** Begin Entries **

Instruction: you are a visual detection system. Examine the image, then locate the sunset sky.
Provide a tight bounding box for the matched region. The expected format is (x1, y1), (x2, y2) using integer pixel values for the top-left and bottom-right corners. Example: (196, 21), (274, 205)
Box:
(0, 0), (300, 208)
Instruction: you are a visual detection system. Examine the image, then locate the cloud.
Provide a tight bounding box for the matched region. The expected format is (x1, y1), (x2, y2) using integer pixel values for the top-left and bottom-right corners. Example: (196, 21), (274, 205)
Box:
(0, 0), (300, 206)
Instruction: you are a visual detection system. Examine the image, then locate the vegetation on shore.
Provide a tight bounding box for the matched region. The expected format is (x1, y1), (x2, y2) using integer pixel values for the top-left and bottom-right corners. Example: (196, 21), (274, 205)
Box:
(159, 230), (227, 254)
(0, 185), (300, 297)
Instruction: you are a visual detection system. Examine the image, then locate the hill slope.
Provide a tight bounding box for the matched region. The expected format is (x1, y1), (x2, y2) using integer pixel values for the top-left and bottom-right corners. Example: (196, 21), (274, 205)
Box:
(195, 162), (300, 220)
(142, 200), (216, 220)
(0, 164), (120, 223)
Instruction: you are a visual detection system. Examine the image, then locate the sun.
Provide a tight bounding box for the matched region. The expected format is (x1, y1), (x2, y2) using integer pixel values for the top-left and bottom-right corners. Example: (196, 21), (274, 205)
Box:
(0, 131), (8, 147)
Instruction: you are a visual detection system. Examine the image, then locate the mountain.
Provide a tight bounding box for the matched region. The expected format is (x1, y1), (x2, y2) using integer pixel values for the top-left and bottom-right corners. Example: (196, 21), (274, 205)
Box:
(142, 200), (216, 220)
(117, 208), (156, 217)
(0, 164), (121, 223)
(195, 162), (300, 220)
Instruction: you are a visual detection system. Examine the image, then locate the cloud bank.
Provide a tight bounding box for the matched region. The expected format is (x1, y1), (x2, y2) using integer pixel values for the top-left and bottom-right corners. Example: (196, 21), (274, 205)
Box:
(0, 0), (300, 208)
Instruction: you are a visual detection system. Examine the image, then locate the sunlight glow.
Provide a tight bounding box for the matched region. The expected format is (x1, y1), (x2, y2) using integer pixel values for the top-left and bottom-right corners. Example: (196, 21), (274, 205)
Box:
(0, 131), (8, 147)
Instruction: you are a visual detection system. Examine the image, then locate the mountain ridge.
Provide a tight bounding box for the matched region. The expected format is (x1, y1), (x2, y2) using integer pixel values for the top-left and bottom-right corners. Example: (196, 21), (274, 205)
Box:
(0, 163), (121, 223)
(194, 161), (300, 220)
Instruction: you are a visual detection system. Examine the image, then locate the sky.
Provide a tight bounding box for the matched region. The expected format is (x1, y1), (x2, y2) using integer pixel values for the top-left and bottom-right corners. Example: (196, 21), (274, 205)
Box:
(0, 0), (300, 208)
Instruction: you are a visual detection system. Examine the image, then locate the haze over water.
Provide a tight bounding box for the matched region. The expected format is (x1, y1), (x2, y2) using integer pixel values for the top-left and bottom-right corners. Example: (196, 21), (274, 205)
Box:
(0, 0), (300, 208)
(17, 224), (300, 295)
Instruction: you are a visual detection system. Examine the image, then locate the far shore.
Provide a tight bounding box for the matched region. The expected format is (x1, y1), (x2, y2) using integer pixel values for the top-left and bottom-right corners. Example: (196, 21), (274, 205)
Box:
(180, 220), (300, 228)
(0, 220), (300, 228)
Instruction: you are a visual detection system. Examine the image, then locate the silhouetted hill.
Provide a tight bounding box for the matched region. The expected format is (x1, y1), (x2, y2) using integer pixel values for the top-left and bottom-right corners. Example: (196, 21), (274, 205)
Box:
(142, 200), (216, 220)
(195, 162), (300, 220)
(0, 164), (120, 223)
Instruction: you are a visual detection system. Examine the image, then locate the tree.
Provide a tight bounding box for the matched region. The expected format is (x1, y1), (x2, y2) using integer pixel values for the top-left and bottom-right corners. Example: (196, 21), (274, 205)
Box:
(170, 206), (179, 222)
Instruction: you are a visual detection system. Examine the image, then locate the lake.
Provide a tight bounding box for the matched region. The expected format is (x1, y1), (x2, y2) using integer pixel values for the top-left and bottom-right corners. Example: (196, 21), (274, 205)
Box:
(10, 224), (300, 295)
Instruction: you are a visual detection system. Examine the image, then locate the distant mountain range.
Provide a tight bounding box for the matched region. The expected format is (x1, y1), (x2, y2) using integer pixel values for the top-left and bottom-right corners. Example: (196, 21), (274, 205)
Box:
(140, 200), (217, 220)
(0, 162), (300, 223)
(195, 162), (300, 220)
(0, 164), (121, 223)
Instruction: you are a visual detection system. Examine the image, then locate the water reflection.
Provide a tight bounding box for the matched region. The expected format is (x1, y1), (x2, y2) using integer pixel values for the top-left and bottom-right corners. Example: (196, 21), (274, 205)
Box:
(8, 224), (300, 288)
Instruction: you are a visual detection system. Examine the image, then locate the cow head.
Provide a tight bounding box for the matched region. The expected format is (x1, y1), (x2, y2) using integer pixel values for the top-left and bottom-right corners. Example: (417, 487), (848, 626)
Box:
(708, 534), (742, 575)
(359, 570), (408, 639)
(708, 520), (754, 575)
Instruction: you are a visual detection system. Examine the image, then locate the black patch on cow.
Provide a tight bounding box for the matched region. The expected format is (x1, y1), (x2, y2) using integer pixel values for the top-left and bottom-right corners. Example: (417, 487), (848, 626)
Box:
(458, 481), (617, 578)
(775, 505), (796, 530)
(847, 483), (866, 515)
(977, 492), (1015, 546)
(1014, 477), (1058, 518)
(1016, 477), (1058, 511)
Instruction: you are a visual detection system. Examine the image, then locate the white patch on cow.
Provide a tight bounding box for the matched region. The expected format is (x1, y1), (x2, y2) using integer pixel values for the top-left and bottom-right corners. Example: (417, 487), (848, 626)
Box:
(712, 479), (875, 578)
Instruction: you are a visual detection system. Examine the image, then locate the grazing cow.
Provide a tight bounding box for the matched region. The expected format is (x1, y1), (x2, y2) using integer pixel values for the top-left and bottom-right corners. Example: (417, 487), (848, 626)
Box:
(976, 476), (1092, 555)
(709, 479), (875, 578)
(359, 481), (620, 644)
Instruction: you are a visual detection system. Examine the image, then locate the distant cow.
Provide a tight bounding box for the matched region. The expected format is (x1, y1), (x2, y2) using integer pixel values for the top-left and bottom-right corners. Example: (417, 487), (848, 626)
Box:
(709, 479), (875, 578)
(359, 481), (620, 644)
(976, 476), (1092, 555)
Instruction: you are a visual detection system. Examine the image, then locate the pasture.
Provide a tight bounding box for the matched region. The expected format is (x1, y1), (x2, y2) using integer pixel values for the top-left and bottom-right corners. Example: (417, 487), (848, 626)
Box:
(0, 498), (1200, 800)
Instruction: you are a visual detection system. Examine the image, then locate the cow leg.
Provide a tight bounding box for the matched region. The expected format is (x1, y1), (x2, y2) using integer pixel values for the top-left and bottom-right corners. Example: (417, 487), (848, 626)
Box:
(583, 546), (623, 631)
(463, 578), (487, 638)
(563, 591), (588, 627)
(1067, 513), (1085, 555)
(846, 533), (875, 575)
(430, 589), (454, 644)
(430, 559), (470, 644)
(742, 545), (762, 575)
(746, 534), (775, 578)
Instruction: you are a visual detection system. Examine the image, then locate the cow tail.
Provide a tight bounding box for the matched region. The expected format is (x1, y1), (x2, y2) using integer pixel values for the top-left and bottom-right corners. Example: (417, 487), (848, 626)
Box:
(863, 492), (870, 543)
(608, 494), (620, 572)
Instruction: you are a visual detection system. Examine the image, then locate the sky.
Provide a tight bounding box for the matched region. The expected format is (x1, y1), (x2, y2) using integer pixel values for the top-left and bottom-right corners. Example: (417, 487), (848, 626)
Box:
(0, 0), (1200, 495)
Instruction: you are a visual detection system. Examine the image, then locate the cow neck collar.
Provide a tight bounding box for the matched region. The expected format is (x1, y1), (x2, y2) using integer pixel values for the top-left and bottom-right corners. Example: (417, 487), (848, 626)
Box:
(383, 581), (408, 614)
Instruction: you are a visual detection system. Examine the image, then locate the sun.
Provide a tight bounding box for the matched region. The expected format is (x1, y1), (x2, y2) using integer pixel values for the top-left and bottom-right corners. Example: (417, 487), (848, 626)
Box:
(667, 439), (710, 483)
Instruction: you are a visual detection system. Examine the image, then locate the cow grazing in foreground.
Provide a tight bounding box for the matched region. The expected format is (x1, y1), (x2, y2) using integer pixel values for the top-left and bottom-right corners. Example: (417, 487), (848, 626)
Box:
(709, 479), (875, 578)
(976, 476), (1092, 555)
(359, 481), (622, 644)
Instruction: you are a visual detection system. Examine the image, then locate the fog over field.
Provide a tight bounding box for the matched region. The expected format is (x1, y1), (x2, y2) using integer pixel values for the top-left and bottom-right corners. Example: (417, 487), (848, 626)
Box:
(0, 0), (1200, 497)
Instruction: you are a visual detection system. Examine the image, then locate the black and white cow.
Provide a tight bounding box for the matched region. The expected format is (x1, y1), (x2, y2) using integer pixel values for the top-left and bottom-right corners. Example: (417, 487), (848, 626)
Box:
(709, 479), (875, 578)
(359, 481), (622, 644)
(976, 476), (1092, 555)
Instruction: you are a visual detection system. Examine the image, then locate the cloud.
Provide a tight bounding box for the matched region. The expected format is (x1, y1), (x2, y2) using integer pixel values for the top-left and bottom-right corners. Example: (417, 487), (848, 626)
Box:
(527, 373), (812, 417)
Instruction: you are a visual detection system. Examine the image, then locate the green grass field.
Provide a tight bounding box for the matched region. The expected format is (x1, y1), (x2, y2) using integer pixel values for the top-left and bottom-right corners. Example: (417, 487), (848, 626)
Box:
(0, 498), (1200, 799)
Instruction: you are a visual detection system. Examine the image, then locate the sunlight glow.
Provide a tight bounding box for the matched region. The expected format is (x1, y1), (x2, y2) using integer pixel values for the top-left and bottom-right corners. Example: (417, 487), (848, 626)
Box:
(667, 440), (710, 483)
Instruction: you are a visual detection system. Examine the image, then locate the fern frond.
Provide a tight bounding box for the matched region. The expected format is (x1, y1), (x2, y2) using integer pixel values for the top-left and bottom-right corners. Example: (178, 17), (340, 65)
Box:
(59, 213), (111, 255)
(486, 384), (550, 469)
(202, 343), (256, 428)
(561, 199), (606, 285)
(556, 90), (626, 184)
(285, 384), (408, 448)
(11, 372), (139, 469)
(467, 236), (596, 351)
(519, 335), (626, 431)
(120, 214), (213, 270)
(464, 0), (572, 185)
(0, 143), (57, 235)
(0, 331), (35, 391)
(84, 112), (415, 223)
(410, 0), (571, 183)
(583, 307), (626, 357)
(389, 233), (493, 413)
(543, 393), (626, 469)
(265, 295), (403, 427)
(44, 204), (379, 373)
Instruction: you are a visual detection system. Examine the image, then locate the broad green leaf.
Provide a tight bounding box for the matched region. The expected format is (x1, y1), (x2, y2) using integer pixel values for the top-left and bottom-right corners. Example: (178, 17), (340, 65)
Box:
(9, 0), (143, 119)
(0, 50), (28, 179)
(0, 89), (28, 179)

** End Entries **

**What is being asked**: Please rewrite the records from the line containing "locate the pasture." through the line containing "(0, 498), (1200, 800)", inclusive, requests included, adding 85 to every number in the answer coordinates.

**In response**:
Instruction: you are a visual detection system. Examine the image, then locate the pasture.
Provide a tight bounding box for the matched region. The expected format is (x1, y1), (x2, y2) using integer pixel values for the top-left and bottom-right corners. Example: (417, 487), (848, 626)
Box:
(85, 583), (1285, 885)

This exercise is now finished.